**练习目标**: 请将下面全部条目的文字逐行照原样摘录下来，图片不要放进答案。

**数据摘录**:
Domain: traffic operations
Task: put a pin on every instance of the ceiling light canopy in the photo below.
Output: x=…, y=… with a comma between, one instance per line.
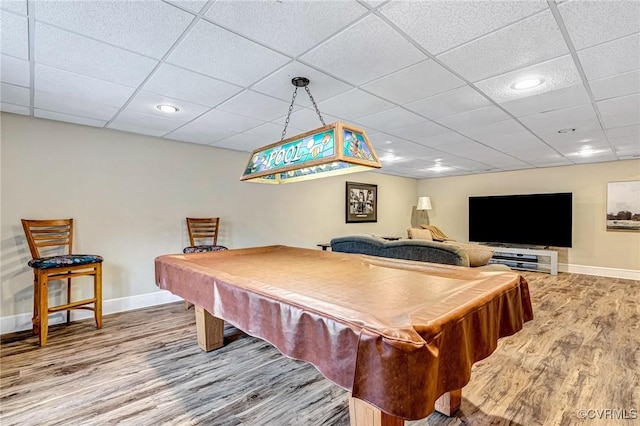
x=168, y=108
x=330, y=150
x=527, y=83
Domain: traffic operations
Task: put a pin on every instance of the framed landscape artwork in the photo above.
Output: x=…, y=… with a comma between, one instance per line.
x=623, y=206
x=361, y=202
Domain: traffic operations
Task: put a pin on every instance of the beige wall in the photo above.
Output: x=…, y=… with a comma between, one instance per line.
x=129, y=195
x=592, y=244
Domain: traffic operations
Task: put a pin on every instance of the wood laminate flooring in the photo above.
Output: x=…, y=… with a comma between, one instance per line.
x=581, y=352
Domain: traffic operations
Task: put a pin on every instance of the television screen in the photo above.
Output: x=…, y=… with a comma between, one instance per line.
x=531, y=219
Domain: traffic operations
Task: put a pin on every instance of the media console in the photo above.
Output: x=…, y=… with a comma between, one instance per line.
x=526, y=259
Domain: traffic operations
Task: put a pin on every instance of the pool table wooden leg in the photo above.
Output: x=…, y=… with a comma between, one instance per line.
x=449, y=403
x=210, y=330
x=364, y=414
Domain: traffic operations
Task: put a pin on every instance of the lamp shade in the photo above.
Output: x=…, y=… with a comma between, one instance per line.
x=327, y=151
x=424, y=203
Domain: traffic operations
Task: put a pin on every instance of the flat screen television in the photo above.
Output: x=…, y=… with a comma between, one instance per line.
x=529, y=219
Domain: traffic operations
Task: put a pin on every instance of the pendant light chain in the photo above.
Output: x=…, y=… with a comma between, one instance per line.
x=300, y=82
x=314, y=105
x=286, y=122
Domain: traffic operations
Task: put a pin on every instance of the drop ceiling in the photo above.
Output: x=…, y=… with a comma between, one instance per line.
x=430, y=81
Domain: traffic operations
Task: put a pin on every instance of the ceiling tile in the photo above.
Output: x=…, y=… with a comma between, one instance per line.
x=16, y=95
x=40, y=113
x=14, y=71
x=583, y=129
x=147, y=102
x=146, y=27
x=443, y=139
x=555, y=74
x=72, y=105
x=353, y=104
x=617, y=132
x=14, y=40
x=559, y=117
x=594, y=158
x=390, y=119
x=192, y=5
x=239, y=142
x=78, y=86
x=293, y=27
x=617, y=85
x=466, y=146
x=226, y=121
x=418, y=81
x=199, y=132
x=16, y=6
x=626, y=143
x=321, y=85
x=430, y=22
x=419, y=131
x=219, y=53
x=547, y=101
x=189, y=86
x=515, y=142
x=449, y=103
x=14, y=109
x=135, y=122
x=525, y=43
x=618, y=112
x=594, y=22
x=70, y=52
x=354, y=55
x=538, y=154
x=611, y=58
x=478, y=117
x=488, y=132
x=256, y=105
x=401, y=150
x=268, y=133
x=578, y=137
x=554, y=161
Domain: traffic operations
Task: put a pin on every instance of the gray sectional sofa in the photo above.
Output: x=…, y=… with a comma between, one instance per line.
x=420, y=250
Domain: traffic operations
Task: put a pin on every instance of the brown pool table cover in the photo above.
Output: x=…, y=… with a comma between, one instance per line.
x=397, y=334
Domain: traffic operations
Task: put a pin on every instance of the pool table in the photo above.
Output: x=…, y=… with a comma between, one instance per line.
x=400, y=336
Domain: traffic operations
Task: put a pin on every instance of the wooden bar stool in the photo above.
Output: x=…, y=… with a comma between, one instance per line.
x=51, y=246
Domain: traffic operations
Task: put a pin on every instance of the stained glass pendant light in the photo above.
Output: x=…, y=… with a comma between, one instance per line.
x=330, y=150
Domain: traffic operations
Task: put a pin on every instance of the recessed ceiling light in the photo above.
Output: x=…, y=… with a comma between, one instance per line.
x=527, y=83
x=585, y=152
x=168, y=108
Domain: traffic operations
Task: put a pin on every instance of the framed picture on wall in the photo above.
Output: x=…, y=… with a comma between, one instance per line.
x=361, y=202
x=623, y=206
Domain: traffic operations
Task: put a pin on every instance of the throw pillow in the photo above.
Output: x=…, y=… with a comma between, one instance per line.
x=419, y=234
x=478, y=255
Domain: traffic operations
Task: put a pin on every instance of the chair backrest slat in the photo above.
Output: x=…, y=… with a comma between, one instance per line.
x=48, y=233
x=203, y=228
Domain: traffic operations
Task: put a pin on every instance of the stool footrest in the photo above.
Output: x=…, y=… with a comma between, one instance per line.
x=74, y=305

**书面解答**:
Domain: traffic operations
Task: put a pin on every instance of the ceiling light canopy in the photo below.
Output: x=…, y=… with a comma between, one instance per line.
x=168, y=108
x=330, y=150
x=527, y=83
Domain: traffic operations
Task: put a pin on every instance of the framed landscape artwork in the photo above.
Output: x=…, y=… with a comma between, one instance per line.
x=623, y=206
x=361, y=202
Domain: traffic operations
Task: put a pin on every instance of the beige wall in the photo above.
Output: x=…, y=… with a comma between, one instance per line.
x=129, y=195
x=592, y=244
Domain: traffic operations
Task: put a pin on every instance of the wood laminate flooring in the photo above.
Output: x=…, y=… with a comma between, one instance per line.
x=581, y=352
Domain: traffic operations
Task: put a pin on every instance of the television screen in the photo above.
Output: x=…, y=… with a comma between, one instance per line.
x=531, y=219
Domain: traffic operations
Task: put a pin on every instance of the media console in the photo above.
Output: x=…, y=… with a comma between, one instance per line.
x=526, y=259
Domain: traffic operations
Task: put a pin on every instance of the pool table wooden leg in the photo above.
Output: x=…, y=… with a comma between, one instance per line.
x=449, y=403
x=210, y=330
x=364, y=414
Domain: traffic operations
Task: put a pin on every instance of the lamp shade in the photo above.
Output: x=…, y=… with a comma between, one instance per line.
x=327, y=151
x=424, y=203
Domain: traffic operations
Task: put a pin on every instance of the flat screen television in the photo above.
Output: x=…, y=… with a comma between, one instance per line.
x=529, y=219
Domain: traffic operations
Task: put a pin on every instance of the pendant light chain in the photo above.
Output: x=…, y=… with a comma between, one instance per line.
x=300, y=82
x=314, y=105
x=286, y=122
Domain: traffic operations
Task: put a pin on every instance of the drop ceiling in the photo above.
Output: x=…, y=… with a comma between, one instance per line.
x=430, y=81
Domain: traffic operations
Task: put a pin on every instance of the ceiling tile in the photo above.
Output: x=…, y=… with a comma between, one instance per line.
x=16, y=95
x=40, y=113
x=14, y=71
x=583, y=129
x=147, y=102
x=146, y=27
x=443, y=139
x=555, y=74
x=72, y=105
x=353, y=104
x=617, y=132
x=14, y=40
x=559, y=117
x=594, y=158
x=390, y=119
x=192, y=5
x=239, y=142
x=78, y=86
x=293, y=27
x=617, y=85
x=466, y=146
x=226, y=121
x=418, y=81
x=199, y=132
x=16, y=6
x=626, y=143
x=321, y=85
x=430, y=22
x=419, y=131
x=219, y=53
x=547, y=101
x=189, y=86
x=515, y=142
x=449, y=103
x=14, y=109
x=135, y=122
x=525, y=43
x=618, y=112
x=594, y=22
x=70, y=52
x=354, y=55
x=538, y=154
x=611, y=58
x=478, y=117
x=488, y=132
x=256, y=105
x=401, y=150
x=268, y=133
x=578, y=137
x=554, y=161
Domain: traffic operations
Task: put a pin on every instance of the gray sectional sofa in the photo above.
Output: x=…, y=… with a comma between, one instance per line.
x=420, y=250
Domain: traffic operations
Task: put a pin on every instance of the brown pool table cover in the photo above.
Output: x=…, y=… with a comma between, one instance per line.
x=397, y=334
Domain: traffic operations
Task: put a pin on every instance of the pool table in the photo above.
Output: x=…, y=… with a comma between, one instance per line.
x=400, y=336
Domain: traffic operations
Task: put a pin on every instance of the wooden bar stool in the photo above.
Output: x=…, y=… with a comma between, one instance per line.
x=51, y=246
Domain: traffic operations
Task: put a pin on every instance of the stained glass pendant light in the photo above.
Output: x=…, y=… with a comma between, one instance per line.
x=330, y=150
Domain: traffic operations
Task: put a pin on every instance of the recessed ceiling light in the photo above.
Output: x=…, y=… with a comma between, one instance per line.
x=527, y=83
x=585, y=152
x=168, y=108
Domain: traffic operations
Task: put a pin on every instance of the framed picture on wall in the photo above.
Output: x=…, y=… with a comma between, one instance per line.
x=361, y=202
x=623, y=206
Domain: traffic operations
Task: put a pin on every instance of the throw pillow in the photo above.
Output: x=…, y=… with a comma between, one instance per line.
x=419, y=234
x=478, y=255
Domain: traffic operations
Task: put a pin on every instance of the chair backrest slat in the photo above.
Output: x=…, y=… with a comma between, one instance per line.
x=48, y=233
x=203, y=228
Domain: traffic operations
Task: put a pin on every instance of the stool footrest in the photo above.
Output: x=…, y=… with a comma between, one instance per line.
x=74, y=305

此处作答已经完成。